- [Written exercise 1]: In the forum thread on barrel length below, rewrite the part starting with "## LKennamer (Jun" and going on through "duckcutter788 (Jun 19, 2012)", putting "waterfowl gun" in place of "duck gun" each time it occurs.

- [Passage given]:
— Start —

# 26" 28" or 30" Barrel



## lblanton1 (Jun 19, 2012)

Does barrel length have that much to do with patterns?  Why would one want say a 30" barrel instead of a 26"? Balance, feel?  Please advise.


----------



## Larry Young Jr (Jun 19, 2012)

To me I like a 28" because I use my shot gun for all different game. Now the new guns are designed to shoot 26" and with the chokes maded today, 26 works great. You need to pattern your gun, with the shells you are going to use.


----------



## WOODIE13 (Jun 19, 2012)

I like the longer barrel just for the balance and line of sight, but like Larry said, any will do, just depends on what you like.


----------



## stick_slinger (Jun 19, 2012)

28, reach out and touch em with the pattern.. 30 inch, reach out and touch em with the barrel lol.

CJ


----------



## Boudreaux (Jun 19, 2012)

I shot a 30" for a long time, now I shot a 28".  I can miss them just as easily with the 28".


----------



## LKennamer (Jun 19, 2012)

*matter of preference*

I like a 28" for my duck gun which happens to be an automatic.  I have 30" on my turkey gun, which is an O/U, but the duck gun is actually longer overall.  My dove O/U has 26" barrels.  They all pattern fine, but with the different types of shooting these lengths seem the most comfortable for me in the different situations.  A lot of people like longer barrels thinking they pattern better, but I don't think that really has much to do with it.  For me it's more an issue of how it 'feels'.


----------



## duckcutter788 (Jun 19, 2012)

I like a 28 just because it feels bigger in my hand. 

For reel though, I like how balanced it feels. It's just a personal thing for me. I hunt with guys that only hunt with 26's because they think 28 is to big, but I also hunt with a guy that says the only reason he shots a 3.5 inch shell is because they don't make a 4 inch. TO EACH HIS OWN.


----------



## krazybronco2 (Jun 19, 2012)

I personally like a 28in barrel mostly for line of sight. but the balance helps as well


----------



## The Flying Duckman (Jun 19, 2012)

The length of the barrel does not have anything to do with the patterning of the gun.  If you do a web search, you can find lots of documentation to support this.  In theory, a 20" Mod. will pattern the same as a 30" Mod..  Remember, no (2) guns pattern the same, you will have to try several mfgs. of shells and several load sizes to find what fits your gun.

— End —

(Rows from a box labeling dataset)
— Start —

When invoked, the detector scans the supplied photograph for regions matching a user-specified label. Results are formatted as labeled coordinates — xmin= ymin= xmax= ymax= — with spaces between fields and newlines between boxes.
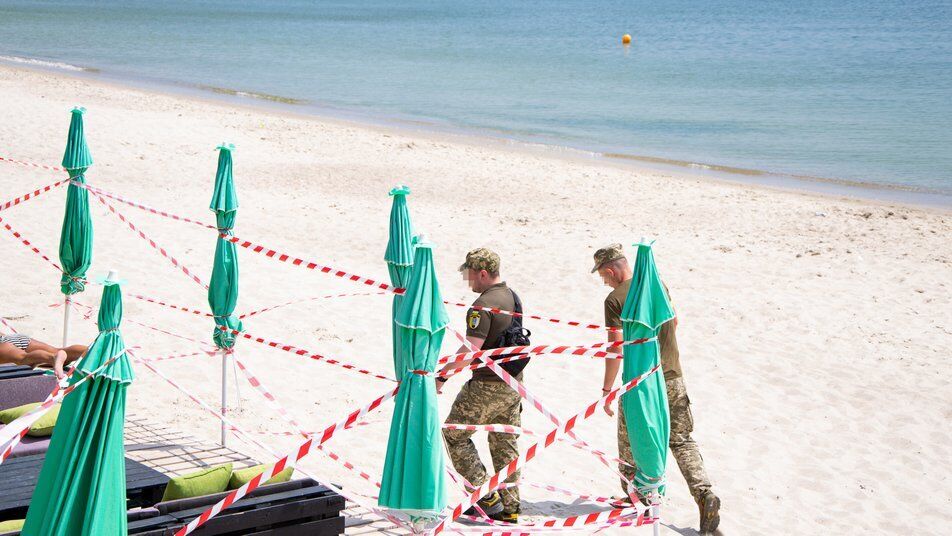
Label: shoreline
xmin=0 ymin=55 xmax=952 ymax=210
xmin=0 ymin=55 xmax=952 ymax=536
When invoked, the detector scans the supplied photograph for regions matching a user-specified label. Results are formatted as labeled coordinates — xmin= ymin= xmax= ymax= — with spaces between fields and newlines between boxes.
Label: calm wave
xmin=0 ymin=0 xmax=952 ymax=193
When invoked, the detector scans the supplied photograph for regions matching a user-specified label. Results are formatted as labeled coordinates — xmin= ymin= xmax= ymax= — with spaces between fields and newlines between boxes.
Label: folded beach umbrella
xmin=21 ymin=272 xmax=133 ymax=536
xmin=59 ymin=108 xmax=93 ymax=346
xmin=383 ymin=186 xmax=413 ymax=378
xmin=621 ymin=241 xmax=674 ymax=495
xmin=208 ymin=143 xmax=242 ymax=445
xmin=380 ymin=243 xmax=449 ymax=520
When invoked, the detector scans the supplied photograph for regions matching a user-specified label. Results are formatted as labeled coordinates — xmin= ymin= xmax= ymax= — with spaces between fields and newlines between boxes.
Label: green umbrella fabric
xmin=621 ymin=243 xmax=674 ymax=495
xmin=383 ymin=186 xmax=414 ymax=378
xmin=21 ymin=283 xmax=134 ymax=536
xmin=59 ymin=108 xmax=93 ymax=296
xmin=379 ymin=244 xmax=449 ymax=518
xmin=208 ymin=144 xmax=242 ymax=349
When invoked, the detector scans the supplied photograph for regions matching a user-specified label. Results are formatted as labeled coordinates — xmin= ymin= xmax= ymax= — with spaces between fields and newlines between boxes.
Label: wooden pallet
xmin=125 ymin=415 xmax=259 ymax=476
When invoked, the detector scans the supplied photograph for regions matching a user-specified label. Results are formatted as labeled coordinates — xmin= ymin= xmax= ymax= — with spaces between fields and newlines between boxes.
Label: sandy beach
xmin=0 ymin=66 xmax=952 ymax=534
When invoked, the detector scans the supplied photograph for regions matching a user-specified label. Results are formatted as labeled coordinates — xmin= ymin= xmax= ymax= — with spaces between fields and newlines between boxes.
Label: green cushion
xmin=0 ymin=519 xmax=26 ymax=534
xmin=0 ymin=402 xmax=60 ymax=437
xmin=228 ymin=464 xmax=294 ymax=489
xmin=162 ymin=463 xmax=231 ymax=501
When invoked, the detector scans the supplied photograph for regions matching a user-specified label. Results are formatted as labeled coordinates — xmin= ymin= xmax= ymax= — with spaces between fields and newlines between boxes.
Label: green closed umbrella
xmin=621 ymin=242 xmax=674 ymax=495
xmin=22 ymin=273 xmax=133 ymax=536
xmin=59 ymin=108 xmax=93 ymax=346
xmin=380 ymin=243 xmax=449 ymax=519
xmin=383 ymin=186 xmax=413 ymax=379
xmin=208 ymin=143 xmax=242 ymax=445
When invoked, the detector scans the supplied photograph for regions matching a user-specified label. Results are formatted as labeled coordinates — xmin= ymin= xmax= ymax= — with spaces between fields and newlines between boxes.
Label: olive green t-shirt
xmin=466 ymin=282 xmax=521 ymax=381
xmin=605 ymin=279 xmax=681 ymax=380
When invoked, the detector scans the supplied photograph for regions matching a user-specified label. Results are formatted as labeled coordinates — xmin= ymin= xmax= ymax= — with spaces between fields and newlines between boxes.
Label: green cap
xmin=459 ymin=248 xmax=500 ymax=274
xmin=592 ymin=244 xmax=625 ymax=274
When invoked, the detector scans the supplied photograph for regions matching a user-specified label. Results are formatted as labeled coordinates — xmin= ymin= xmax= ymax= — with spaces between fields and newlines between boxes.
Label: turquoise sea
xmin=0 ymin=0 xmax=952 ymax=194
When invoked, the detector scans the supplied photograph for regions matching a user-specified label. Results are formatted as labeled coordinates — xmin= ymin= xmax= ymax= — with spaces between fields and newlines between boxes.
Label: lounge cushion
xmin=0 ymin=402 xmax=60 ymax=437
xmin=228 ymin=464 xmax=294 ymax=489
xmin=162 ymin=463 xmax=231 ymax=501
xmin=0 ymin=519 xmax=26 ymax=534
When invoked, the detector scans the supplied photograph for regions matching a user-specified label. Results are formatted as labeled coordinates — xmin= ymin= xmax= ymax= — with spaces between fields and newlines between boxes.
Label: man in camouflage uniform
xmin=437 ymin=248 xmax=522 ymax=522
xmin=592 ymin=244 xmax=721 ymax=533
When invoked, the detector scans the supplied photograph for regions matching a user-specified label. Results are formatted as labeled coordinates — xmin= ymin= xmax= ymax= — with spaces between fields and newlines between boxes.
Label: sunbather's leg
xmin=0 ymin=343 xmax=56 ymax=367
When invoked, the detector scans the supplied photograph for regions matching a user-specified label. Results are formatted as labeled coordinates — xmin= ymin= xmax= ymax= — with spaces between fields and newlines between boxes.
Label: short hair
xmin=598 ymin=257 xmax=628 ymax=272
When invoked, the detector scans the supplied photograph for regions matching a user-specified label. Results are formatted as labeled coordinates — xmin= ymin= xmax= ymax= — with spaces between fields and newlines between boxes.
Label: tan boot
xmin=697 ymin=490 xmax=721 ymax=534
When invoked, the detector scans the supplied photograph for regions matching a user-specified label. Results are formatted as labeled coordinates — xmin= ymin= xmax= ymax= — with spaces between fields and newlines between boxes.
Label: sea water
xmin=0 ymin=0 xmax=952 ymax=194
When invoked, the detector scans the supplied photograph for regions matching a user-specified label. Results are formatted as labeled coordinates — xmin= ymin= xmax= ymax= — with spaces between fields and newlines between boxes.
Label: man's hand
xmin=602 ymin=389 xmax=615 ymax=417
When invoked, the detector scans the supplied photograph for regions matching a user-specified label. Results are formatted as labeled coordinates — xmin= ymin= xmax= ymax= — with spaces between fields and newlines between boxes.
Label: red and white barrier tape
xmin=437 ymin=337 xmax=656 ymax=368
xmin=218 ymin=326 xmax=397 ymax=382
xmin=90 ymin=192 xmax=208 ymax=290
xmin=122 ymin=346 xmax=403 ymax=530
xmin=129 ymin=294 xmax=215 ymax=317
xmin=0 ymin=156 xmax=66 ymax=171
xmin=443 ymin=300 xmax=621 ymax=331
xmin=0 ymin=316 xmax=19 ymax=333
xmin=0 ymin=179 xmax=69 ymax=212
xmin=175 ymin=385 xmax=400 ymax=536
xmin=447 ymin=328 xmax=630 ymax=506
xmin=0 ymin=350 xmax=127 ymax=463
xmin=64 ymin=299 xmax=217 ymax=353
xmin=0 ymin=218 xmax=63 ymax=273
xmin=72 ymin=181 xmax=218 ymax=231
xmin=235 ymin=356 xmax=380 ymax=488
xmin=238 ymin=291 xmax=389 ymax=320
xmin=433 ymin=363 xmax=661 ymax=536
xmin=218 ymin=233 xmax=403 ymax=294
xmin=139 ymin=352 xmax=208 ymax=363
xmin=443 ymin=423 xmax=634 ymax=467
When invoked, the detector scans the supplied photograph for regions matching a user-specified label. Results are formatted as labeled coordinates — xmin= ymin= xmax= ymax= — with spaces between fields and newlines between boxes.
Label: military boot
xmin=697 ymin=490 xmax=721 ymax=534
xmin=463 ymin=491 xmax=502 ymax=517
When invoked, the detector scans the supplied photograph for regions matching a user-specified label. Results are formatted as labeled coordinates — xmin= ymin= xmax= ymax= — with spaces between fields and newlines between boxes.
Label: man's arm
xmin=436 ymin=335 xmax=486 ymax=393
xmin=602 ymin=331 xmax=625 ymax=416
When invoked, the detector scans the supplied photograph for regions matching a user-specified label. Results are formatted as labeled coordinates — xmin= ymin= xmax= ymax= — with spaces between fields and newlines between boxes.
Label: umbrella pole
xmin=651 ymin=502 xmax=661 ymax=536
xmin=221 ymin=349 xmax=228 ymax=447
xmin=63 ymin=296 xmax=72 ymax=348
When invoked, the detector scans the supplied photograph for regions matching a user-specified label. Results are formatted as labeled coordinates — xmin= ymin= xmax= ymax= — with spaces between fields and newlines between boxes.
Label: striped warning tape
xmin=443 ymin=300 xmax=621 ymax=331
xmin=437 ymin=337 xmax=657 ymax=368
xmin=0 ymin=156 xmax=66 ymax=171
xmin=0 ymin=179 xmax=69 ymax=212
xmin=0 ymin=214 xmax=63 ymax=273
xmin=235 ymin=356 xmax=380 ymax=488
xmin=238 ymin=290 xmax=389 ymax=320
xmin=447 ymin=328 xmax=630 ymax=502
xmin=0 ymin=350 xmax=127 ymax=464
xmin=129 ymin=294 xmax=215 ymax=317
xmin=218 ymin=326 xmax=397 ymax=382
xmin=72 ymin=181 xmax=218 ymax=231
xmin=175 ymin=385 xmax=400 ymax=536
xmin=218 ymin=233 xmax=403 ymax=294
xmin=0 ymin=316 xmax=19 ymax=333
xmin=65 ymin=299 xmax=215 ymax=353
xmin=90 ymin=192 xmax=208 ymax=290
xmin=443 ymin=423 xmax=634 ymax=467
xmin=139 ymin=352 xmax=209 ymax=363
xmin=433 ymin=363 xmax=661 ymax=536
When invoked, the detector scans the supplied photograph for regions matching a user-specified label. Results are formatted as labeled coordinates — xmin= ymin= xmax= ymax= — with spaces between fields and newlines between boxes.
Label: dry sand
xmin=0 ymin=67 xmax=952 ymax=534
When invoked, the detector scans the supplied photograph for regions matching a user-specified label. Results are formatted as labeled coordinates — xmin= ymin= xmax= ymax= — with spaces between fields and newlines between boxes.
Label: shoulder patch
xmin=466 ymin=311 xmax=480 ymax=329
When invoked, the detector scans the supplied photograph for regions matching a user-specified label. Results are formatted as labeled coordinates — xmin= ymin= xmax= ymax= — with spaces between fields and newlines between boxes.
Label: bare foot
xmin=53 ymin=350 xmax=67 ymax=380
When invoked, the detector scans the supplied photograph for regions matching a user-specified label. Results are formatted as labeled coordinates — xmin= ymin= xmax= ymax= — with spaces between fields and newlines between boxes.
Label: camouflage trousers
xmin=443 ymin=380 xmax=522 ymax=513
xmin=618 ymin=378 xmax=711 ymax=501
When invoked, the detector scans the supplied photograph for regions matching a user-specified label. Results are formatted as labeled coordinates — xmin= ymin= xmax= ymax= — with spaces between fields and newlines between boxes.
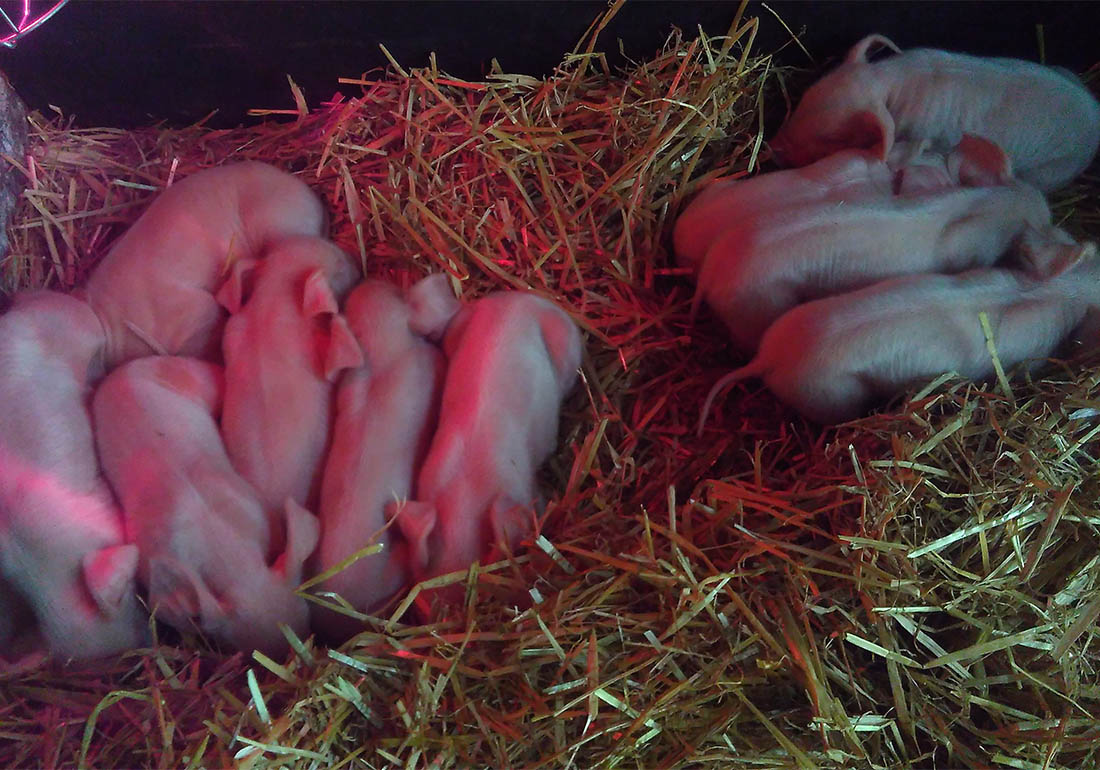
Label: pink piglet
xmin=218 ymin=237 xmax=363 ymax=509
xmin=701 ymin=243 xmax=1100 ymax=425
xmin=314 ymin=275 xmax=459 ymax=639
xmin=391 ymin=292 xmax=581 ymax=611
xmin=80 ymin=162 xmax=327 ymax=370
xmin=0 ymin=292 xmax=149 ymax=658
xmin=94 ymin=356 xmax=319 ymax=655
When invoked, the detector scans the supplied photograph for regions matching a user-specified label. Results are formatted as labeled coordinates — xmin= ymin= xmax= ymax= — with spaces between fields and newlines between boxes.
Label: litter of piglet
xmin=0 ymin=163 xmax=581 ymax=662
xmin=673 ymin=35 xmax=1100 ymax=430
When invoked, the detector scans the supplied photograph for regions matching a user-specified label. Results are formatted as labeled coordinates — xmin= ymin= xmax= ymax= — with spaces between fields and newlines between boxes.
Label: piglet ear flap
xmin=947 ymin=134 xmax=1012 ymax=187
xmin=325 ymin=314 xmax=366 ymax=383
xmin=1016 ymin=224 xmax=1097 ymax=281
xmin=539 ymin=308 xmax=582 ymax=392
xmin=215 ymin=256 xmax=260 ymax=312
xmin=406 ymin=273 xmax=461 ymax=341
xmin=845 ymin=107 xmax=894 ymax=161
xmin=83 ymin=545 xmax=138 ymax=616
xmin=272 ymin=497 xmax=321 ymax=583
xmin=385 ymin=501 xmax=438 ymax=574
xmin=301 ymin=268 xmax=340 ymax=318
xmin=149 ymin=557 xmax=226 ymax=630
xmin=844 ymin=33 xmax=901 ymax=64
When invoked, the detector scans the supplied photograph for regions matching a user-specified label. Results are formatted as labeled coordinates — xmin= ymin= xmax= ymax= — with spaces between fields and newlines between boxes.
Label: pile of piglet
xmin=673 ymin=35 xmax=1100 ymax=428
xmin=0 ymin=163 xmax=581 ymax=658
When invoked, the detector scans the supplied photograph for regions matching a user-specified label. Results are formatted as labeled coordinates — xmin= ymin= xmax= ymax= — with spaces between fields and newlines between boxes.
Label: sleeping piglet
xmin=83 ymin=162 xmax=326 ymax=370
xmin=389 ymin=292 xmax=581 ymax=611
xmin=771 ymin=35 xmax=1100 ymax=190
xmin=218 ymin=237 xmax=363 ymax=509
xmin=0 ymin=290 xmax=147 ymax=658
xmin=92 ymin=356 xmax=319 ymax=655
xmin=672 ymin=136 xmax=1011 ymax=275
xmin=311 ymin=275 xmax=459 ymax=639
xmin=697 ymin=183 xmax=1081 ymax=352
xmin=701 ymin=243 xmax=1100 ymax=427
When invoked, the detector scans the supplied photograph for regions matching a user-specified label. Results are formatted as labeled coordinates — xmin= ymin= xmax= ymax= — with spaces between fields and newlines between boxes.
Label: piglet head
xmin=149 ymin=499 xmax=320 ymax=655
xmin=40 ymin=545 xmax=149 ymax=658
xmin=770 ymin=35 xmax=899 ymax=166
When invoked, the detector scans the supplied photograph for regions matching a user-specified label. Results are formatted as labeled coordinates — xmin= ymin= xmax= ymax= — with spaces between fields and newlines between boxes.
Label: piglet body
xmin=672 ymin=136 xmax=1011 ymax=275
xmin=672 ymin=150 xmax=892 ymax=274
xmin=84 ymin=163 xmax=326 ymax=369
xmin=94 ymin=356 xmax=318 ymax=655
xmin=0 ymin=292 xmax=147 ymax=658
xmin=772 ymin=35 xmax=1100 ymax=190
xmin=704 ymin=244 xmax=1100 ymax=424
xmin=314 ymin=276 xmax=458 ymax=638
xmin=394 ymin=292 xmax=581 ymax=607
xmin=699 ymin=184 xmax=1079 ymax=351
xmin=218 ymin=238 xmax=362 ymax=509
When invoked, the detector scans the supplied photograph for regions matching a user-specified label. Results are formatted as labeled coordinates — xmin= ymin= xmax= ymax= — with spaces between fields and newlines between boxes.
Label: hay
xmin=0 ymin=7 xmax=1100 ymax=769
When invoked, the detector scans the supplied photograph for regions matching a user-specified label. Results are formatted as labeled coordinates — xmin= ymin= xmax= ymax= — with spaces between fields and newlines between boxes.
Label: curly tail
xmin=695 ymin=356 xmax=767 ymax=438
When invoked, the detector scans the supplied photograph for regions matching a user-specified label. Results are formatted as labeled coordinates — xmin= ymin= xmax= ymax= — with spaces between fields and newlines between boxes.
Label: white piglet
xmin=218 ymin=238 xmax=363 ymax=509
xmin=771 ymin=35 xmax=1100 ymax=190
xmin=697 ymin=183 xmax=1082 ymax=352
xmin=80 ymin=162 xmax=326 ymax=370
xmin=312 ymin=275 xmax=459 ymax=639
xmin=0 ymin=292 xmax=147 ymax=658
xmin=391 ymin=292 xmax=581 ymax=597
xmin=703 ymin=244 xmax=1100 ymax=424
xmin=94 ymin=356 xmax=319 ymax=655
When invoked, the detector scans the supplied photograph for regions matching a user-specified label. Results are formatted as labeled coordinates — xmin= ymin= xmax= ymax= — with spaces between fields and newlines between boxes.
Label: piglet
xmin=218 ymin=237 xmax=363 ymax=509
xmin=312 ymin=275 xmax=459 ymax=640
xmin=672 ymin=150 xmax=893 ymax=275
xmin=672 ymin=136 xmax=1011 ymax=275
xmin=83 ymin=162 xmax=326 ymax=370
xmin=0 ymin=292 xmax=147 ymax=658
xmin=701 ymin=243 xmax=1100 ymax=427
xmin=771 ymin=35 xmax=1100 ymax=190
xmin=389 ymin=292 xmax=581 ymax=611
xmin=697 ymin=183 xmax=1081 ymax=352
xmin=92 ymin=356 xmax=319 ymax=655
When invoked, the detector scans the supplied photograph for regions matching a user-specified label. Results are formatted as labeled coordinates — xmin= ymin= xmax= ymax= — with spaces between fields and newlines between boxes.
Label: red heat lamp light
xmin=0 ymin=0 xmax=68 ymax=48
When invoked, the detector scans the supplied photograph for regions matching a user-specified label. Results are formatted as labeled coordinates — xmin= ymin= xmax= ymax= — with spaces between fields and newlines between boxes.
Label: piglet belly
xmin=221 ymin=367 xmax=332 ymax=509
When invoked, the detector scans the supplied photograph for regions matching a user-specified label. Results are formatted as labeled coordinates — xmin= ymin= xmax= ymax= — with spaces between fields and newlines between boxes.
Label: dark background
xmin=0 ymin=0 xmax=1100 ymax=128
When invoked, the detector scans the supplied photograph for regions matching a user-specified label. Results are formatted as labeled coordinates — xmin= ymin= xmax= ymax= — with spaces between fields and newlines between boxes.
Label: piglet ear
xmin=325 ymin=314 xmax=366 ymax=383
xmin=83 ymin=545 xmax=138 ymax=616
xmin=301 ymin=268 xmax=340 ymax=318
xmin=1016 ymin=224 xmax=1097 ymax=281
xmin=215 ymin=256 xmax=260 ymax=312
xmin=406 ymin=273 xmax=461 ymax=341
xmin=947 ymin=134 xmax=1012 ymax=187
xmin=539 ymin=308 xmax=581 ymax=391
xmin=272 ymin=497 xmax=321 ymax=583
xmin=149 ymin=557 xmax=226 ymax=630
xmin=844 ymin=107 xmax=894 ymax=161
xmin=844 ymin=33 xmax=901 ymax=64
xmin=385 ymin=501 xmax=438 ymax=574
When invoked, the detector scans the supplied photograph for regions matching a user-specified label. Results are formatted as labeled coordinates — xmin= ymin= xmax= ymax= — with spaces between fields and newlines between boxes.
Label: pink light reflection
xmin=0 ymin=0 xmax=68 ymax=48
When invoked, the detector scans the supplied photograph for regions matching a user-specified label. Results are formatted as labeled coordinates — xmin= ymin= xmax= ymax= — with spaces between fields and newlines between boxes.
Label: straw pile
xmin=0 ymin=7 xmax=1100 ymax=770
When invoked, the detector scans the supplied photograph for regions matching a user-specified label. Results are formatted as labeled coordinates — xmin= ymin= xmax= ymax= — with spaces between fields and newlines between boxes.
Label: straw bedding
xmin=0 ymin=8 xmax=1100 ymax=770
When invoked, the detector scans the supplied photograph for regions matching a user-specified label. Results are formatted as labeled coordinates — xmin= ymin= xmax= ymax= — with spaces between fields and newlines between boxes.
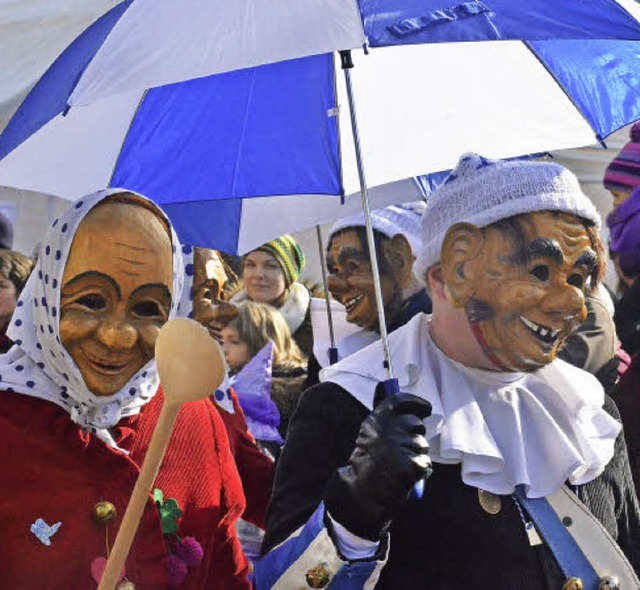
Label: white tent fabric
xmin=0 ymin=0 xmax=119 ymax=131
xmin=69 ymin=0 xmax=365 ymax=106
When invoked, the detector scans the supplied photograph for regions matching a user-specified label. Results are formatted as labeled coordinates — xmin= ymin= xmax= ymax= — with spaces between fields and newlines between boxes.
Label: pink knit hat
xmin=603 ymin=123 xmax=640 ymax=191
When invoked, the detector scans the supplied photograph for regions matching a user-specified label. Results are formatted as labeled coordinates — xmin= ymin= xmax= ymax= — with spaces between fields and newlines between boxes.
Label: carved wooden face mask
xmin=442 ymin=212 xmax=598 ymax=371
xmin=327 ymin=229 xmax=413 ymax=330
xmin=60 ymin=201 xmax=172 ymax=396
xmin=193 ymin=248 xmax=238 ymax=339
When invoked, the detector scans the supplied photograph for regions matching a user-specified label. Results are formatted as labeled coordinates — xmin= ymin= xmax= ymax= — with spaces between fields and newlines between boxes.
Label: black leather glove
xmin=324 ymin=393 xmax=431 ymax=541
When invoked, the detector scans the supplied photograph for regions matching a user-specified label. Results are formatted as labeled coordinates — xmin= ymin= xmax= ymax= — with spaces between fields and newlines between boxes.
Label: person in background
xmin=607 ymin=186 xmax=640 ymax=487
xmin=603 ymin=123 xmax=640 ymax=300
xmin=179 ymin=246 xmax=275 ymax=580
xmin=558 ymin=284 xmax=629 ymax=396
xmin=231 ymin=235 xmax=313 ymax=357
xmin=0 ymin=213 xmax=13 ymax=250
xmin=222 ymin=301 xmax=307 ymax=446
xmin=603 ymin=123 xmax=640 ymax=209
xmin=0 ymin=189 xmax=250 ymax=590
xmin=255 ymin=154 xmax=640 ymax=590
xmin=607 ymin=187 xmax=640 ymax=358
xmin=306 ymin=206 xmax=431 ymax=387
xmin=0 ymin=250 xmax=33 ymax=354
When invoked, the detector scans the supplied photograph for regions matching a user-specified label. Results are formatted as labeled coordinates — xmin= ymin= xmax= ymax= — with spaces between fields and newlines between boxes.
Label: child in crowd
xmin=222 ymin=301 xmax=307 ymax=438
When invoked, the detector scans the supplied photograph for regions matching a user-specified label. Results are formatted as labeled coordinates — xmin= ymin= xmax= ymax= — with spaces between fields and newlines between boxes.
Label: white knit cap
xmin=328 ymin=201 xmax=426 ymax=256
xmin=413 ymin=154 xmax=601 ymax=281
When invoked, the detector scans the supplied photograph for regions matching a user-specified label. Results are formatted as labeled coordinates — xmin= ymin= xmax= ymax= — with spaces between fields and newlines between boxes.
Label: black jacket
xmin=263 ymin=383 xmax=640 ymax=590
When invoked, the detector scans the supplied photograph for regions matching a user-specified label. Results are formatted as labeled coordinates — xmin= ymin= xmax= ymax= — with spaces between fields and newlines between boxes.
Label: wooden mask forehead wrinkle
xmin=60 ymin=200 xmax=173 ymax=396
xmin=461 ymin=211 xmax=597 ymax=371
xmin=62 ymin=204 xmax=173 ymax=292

— End —

- [Written exercise 2]: Find every line of the records above that contains the string "pink", with case counting, and copy each of those lines.

- [Complete output 1]:
## LKennamer (Jun 19, 2012)

*matter of preference*

I like a 28" for my waterfowl gun which happens to be an automatic.  I have 30" on my turkey gun, which is an O/U, but the waterfowl gun is actually longer overall.  My dove O/U has 26" barrels.  They all pattern fine, but with the different types of shooting these lengths seem the most comfortable for me in the different situations.  A lot of people like longer barrels thinking they pattern better, but I don't think that really has much to do with it.  For me it's more an issue of how it 'feels'.


----------



## duckcutter788 (Jun 19, 2012)

- [Complete output 2]:
Label: pink piglet
Label: pink light reflection
Label: pink knit hat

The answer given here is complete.